__What the exercise asks__
Copy out all lines from the entries below in which "commands" occurs.

::::

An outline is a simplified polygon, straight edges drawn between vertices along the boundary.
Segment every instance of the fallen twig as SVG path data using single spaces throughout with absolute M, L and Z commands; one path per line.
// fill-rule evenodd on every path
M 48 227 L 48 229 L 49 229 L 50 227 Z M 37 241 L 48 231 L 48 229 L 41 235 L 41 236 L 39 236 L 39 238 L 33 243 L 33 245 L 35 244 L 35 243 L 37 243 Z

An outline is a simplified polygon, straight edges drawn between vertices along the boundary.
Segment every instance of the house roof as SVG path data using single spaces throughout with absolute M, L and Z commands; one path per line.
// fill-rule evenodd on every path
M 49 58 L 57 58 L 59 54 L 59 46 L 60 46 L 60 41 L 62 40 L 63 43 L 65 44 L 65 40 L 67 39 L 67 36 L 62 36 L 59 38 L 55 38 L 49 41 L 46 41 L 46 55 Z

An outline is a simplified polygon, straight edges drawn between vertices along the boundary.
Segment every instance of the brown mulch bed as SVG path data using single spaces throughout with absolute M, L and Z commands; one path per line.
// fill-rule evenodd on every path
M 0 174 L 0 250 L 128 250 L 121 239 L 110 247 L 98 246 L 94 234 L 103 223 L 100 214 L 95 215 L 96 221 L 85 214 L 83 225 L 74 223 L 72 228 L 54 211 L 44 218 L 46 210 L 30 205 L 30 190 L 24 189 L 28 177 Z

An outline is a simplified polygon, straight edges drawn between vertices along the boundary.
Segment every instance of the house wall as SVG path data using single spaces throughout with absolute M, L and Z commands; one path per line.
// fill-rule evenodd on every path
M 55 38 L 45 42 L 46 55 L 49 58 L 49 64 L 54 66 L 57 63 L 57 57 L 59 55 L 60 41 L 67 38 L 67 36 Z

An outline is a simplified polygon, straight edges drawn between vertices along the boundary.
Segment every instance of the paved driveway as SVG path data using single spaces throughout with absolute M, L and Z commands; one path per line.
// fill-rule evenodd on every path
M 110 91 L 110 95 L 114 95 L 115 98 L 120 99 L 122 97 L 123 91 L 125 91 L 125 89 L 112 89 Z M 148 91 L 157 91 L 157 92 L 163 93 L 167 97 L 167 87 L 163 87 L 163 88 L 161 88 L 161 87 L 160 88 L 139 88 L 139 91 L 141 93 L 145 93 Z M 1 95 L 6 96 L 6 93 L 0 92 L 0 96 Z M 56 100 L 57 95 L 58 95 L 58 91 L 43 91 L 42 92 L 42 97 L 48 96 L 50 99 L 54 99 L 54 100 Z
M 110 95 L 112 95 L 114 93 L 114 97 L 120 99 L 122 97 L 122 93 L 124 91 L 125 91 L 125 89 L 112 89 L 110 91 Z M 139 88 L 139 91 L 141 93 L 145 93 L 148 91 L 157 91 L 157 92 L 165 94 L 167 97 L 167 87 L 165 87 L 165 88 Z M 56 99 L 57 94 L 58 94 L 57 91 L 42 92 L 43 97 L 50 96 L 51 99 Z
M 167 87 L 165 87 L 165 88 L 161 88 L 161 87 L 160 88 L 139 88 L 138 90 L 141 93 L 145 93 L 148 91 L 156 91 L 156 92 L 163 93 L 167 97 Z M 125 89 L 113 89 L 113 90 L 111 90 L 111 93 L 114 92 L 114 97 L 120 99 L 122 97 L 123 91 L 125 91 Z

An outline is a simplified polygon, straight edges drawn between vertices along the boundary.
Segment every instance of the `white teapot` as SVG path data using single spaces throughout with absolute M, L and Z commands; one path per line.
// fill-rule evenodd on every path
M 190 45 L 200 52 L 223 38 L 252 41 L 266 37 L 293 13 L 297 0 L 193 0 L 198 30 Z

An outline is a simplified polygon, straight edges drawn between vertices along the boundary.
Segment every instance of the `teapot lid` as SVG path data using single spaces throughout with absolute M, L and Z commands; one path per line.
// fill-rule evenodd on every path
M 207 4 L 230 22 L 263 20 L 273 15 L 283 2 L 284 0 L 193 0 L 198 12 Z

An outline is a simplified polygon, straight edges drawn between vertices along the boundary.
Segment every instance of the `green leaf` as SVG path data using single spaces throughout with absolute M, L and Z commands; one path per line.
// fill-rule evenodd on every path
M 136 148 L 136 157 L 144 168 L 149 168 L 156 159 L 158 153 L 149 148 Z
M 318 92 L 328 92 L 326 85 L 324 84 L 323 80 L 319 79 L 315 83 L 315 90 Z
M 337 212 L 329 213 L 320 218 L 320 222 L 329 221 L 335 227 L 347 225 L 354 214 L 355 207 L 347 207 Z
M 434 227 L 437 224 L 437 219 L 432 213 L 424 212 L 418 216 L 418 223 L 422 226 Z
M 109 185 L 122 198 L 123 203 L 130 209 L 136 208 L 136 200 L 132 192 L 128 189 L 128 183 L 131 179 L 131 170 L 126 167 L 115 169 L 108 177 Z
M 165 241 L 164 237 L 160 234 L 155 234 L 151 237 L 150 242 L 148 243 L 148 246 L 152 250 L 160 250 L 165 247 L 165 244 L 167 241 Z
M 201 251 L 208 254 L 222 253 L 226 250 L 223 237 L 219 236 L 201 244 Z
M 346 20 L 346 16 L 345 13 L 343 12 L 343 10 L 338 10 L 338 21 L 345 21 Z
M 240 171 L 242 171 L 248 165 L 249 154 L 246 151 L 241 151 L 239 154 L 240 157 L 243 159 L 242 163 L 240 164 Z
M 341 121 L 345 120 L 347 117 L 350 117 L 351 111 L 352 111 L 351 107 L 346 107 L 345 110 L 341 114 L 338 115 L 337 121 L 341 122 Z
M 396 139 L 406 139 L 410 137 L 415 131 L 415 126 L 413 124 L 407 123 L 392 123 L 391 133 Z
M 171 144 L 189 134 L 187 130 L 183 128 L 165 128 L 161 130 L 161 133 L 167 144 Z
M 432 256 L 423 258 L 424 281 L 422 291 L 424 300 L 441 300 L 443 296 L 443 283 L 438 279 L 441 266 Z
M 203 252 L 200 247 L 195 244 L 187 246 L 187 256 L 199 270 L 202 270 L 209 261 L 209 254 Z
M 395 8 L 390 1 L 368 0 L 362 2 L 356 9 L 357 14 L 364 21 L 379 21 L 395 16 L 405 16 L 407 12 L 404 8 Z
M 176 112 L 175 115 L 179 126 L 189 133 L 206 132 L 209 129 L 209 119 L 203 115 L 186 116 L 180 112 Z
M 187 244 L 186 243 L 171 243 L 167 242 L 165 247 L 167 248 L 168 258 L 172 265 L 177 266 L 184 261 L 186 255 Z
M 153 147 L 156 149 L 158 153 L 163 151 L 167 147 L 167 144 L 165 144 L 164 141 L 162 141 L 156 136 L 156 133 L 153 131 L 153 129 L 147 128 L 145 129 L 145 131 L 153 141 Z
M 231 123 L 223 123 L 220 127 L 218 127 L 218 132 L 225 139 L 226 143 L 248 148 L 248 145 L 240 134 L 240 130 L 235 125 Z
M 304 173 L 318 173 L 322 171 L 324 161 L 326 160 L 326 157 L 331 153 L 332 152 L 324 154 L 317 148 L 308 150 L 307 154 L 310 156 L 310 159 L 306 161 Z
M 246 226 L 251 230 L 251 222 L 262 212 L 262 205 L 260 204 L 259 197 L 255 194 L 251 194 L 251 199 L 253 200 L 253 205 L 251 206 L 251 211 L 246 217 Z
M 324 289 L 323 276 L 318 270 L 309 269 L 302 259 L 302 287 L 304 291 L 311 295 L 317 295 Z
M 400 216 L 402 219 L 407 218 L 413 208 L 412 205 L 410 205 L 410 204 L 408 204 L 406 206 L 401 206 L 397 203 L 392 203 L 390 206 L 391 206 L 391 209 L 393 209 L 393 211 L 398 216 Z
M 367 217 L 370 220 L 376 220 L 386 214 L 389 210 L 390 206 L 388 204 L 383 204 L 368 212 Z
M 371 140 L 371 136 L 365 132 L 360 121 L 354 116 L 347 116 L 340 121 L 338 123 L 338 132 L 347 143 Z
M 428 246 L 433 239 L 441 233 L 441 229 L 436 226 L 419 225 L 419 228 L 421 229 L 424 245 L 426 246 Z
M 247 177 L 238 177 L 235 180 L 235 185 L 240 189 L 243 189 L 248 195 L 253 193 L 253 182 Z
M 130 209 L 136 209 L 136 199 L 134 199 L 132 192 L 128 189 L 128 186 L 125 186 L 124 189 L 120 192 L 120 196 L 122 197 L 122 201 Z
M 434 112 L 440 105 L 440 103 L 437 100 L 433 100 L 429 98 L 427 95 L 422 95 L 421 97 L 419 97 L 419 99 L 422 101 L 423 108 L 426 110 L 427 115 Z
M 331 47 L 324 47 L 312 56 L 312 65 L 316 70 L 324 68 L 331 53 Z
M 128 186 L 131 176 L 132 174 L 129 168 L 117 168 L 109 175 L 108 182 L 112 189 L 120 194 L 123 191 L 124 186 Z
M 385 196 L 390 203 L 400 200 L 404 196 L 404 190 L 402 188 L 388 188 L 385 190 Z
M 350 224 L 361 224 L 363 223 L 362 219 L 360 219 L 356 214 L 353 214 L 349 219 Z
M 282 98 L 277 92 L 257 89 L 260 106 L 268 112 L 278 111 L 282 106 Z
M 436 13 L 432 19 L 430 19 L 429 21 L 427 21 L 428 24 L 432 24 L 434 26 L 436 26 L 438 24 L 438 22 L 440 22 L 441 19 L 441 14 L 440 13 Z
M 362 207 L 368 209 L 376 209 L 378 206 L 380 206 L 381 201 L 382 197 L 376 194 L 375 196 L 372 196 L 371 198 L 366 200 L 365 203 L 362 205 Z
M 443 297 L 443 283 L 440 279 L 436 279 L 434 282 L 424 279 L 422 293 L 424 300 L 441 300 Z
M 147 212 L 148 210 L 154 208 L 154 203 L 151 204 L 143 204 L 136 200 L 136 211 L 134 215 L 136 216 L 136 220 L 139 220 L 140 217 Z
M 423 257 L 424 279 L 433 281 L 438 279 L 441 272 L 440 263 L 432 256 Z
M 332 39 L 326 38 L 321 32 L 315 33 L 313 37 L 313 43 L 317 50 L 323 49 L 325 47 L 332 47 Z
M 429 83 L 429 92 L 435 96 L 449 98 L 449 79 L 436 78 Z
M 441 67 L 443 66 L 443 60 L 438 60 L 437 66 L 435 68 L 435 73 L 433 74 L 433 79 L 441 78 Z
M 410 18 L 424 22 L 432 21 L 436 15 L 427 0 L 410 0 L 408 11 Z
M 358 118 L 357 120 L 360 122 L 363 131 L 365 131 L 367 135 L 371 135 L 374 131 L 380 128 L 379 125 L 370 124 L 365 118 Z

::::

__Written response__
Segment every instance of the fallen twig as SVG path data using single spaces throughout with absolute M, L and Z commands; one path per line.
Segment every instance of the house roof as SVG path data using single spaces throughout with absolute M, L and Z commands; one path per line.
Segment every instance of the brown mulch bed as SVG path data using single spaces throughout with absolute M, L and Z commands; one path per line.
Segment every instance of the house wall as SVG path data using single spaces throughout with absolute M, L and Z commands; one path per line.
Segment every instance of the paved driveway as SVG path data using single spaces throughout with absolute M, L and Z commands; one path per line.
Segment every instance of the `white teapot` as SVG path data using single spaces throughout with absolute M, L and Z commands; one path per line.
Segment every instance of the `teapot lid` as SVG path data using single spaces throughout with absolute M, L and Z commands; one path per line.
Segment every instance of the `green leaf` as SVG path data using single spaces throughout with absolute M, L and Z commands; one path per line.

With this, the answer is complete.